■ TRY IT ■
Once the pictures are set aside, retype the remaining entries exactly.

── SUPPLIED DATA ──

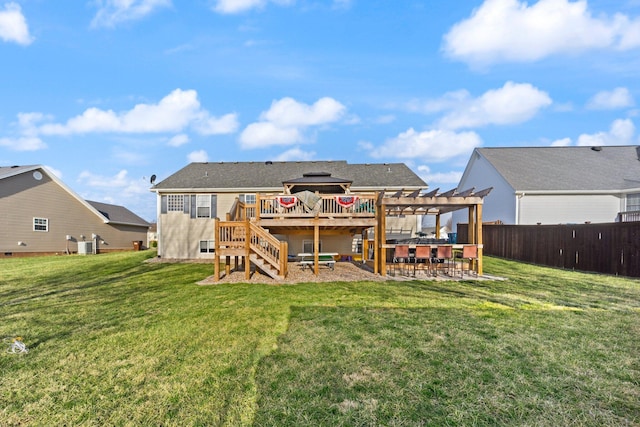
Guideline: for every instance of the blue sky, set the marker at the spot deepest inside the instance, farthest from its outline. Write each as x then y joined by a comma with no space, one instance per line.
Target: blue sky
106,93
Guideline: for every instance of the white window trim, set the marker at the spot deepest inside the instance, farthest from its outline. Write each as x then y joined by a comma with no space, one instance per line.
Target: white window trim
45,223
210,246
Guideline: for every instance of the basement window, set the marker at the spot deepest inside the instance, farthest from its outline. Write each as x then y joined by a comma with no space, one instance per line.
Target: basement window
307,246
40,224
207,246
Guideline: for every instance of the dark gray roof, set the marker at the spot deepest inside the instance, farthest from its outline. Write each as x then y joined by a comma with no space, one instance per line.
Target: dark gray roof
271,175
118,214
6,171
567,168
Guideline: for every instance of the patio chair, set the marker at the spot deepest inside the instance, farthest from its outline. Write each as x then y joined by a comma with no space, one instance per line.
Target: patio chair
444,255
423,256
469,255
400,257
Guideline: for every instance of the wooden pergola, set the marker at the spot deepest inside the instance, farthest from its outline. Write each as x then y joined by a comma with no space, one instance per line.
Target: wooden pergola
431,203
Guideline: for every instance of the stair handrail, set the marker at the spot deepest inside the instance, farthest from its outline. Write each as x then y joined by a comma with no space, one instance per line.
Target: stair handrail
267,246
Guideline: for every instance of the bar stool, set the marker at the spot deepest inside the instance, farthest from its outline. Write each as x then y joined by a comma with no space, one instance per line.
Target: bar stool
445,253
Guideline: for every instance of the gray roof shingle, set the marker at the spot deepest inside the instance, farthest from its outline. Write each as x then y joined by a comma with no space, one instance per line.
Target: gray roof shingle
567,168
271,175
118,214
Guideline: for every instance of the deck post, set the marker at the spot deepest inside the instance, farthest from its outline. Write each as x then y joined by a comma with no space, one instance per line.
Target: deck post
471,232
316,245
479,237
380,254
284,258
247,249
216,249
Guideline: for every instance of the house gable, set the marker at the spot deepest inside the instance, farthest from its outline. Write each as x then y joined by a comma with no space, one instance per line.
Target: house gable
31,194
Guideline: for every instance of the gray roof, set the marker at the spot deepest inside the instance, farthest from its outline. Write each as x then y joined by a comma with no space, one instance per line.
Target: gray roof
118,214
271,175
7,171
604,168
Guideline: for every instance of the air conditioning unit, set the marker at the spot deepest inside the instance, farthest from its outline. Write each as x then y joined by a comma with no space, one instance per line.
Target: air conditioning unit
85,248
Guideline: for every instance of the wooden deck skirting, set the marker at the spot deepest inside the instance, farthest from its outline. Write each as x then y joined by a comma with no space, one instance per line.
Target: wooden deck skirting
243,235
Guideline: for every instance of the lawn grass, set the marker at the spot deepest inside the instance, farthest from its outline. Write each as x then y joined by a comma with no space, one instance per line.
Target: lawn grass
115,341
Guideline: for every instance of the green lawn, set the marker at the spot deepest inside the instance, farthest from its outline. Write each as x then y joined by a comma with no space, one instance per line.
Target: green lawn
115,341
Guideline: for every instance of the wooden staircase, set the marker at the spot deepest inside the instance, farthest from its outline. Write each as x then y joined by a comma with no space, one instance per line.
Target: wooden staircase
249,240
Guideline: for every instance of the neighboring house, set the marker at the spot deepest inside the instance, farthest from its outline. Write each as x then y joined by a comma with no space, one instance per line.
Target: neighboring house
189,201
554,185
41,215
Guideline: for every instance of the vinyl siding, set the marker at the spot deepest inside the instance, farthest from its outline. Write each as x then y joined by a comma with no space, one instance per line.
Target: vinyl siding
22,198
500,204
567,209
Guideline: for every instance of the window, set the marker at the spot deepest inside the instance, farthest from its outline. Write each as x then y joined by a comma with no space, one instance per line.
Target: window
249,199
633,202
203,206
207,246
175,203
307,246
40,224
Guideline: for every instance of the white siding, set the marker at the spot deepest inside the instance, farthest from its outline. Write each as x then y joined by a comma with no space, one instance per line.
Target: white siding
563,209
500,204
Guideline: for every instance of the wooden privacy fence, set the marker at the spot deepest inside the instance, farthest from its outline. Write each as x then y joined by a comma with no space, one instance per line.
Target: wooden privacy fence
611,248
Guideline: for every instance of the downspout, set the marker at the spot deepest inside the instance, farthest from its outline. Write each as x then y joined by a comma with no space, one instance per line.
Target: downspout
518,197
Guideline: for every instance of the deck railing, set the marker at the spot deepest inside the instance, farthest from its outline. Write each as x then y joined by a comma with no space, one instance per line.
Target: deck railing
326,205
268,248
232,235
630,216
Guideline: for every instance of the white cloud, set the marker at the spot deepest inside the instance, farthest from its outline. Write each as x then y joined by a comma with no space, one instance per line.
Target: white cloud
198,156
620,97
513,30
621,132
239,6
54,171
295,154
174,113
448,101
265,134
113,12
564,142
23,143
206,125
432,178
288,112
13,25
513,103
286,121
127,189
432,145
178,140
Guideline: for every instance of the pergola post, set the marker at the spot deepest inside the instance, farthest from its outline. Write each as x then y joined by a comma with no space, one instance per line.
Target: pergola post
380,238
316,245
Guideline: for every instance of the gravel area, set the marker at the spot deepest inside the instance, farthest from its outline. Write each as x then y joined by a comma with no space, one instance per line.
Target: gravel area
343,272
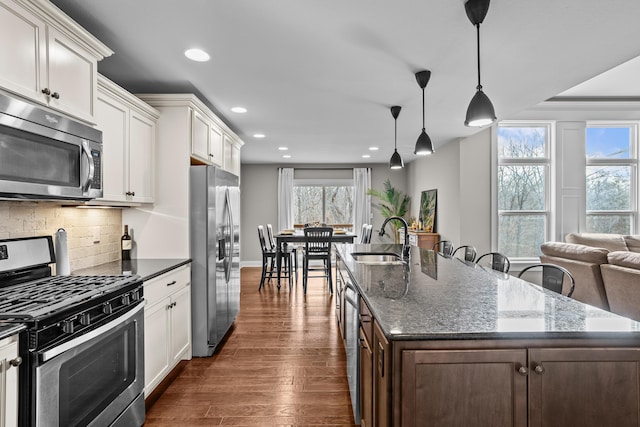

───

■ RESPONSE AREA ■
Guideline: for every instance of the blue sky, set the marker at the spot deepest inside the instance, farthest from its outline. Write each as x then y joined by a comma with no space, one instance per line.
Target: blue sky
106,93
Guideline: for every instance of the white window trim, set the marker at the spot deepest inside the instance, farthest from its outline. Write each as x then y joined by a comma with no space, one instance per line.
Target: white window trim
45,223
210,246
Guideline: for every instance of the basement window, set the marker at the spot deepest inside the instance, farthest from its outline. Write each as x then y joined by a comma with no space, one instance per line.
Target: basement window
307,246
40,224
207,246
Guideline: for every instance of the dark gray roof, set the marker at the spot deepest inside the instance, farthest from its outline. Write each as x then y joined by a comma with no space, one instance per line.
Target: dark gray roof
271,175
118,214
6,171
567,168
Guideline: for every instance of the patio chair, set the marker at the spot deepest inside the instance, farthest from its outline. Write each as x then y joined by a comma with no space, one instance per line.
Target: patio chair
444,255
423,256
469,255
400,257
Guideline: for every instance of the wooden pergola, set the marker at the spot deepest inside the instance, farthest from its outline. Write each as x then y joined by a comma with no space, one instance per line.
Target: wooden pergola
431,203
Guideline: for every instance of the stair handrail, set the marker at the spot deepest inside the instance, farthest from its outline. Write each as x then y joined by a comma with no space, one instance per line.
Target: stair handrail
267,246
Guideline: for every instance of the bar stool, set the marker at the spot deepest inside the instance, farthest from its outline. Write each as x then y joined by a comma with no space, one instance per line.
Target: bar stool
445,253
Guideline: for every instance of the gray roof shingle, set the marker at the spot deepest inside the instance, farthest from its outline. Write each as x then y joined by a comma with no space, one instance per line.
Target: gray roof shingle
567,168
271,175
118,214
Guideline: for every instance of the deck post, set the marker at the spot deepest inside the instance, farthest from its outline. Write each as x then y joined by a comma with no space, one instance per line.
Target: deck post
471,232
316,245
479,237
380,254
284,258
247,249
216,249
Guideline: for every instance of the house gable, set the marker at the spot deepest inside the instance, farthest from its outline. Write each as x then y joined by a comma with no space, one instance per line.
Target: house gable
31,194
Guideline: for every instance of the gray roof, set the marker at the spot deepest inside the instance, farthest from its outline. Write each as x then y joined by a comma with no space, one instance per line.
Target: gray roof
118,214
271,175
7,171
604,168
Guideline: for every instance of the air conditioning unit, set the marker at the spot deepest inside the instance, farthest from its outline. Write each as x then y joined by a comma with no space, one instance per line.
Target: air conditioning unit
85,248
Guideline: for every instance of the wooden deck skirting, set the marker at the spot deepest inside the instance, farthest from its outline. Write each as x then y joined by a comma with no space, one instance per line.
Target: wooden deck skirting
243,235
Guideline: for every instance of the lawn grass, set the marker at the spot deepest inside the instance, farthest from its outline. Write each as x then y joined by a comma with no space, one instance per line.
Target: lawn grass
115,341
Guideline: for every instance of the green lawn, set the marker at the spot deepest inside the instance, farthest from its outline. Write each as x then y joined by a comma with no space, one instance per line.
Target: green lawn
115,341
Guideline: for every instance of the wooden staircase, set the marker at the spot deepest inside the instance, farthest from its outline. Write each as x then y joined by a comma with no space, one instance per line.
Target: wooden staircase
249,240
Guideline: for every instance of the neighboring house, set the marker at the spot deepest inside the instance, farthest from its outline. Write each as x then y joined by a comma with no space, one instance per line.
Target: neighboring house
189,201
554,185
41,215
Guideline: for every instance of the vinyl siding, set the marker at the spot deepest inside the instance, farthest from its outline. Write each as x then y joined by a comma with no space, one instance per line.
Target: vinyl siding
22,198
500,204
567,209
Guideline: for every instance of the window, set the marker at the spot deepest inside the instance, farthest from its outline. Write each as x then y joined by a comma with no space, one instance per line.
Target: window
249,199
633,202
203,206
207,246
175,203
307,246
40,224
Guideline: for every instance of the white siding, set the marker at the spot deepest inside the instance, farthest from its outline. Write each as x then y joined by a comma with no space, one instance per line.
Target: white siding
563,209
500,204
Guideline: for every instance of the wooden privacy fence, set the marker at the spot deepest inside the instance, farthest from its outline. Write each as x then y joined by a comma with no space, one instance per line.
Target: wooden privacy fence
611,248
Guideline: for every instance of the downspout, set the marker at the spot deepest inside the instance, farthest from its outline. Write each as x then y joined by a comma with no space, one instance per line.
Target: downspout
518,197
Guideline: for every instance of the deck railing, set the marker at the spot deepest inside the instance, farthest from its outline. Write each as x then y joined by a comma with no space, one instance per line.
Target: deck railing
326,205
268,248
232,235
630,216
Guideline: for every instance of the white cloud, set the marker at the spot deepest inside the instance, farthest from its outline. Write each as x then y joined by a comma with no space, one instance per line.
Target: white cloud
198,156
620,97
513,30
621,132
239,6
54,171
295,154
174,113
448,101
265,134
113,12
564,142
23,143
206,125
432,178
288,112
13,25
513,103
286,121
127,189
432,145
178,140
Guideline: for every instance of the pergola post, set the marker at the spot deepest inside the instance, farthest from its outline. Write each as x then y joined by a comma with no space, one instance per line.
Target: pergola post
380,238
316,245
Guideline: for every instance of the gravel area, set the marker at the spot deepest inside the instance, farthest from its outline. Write each as x then y joined by a comma with no space, one instance per line.
Target: gravel area
343,272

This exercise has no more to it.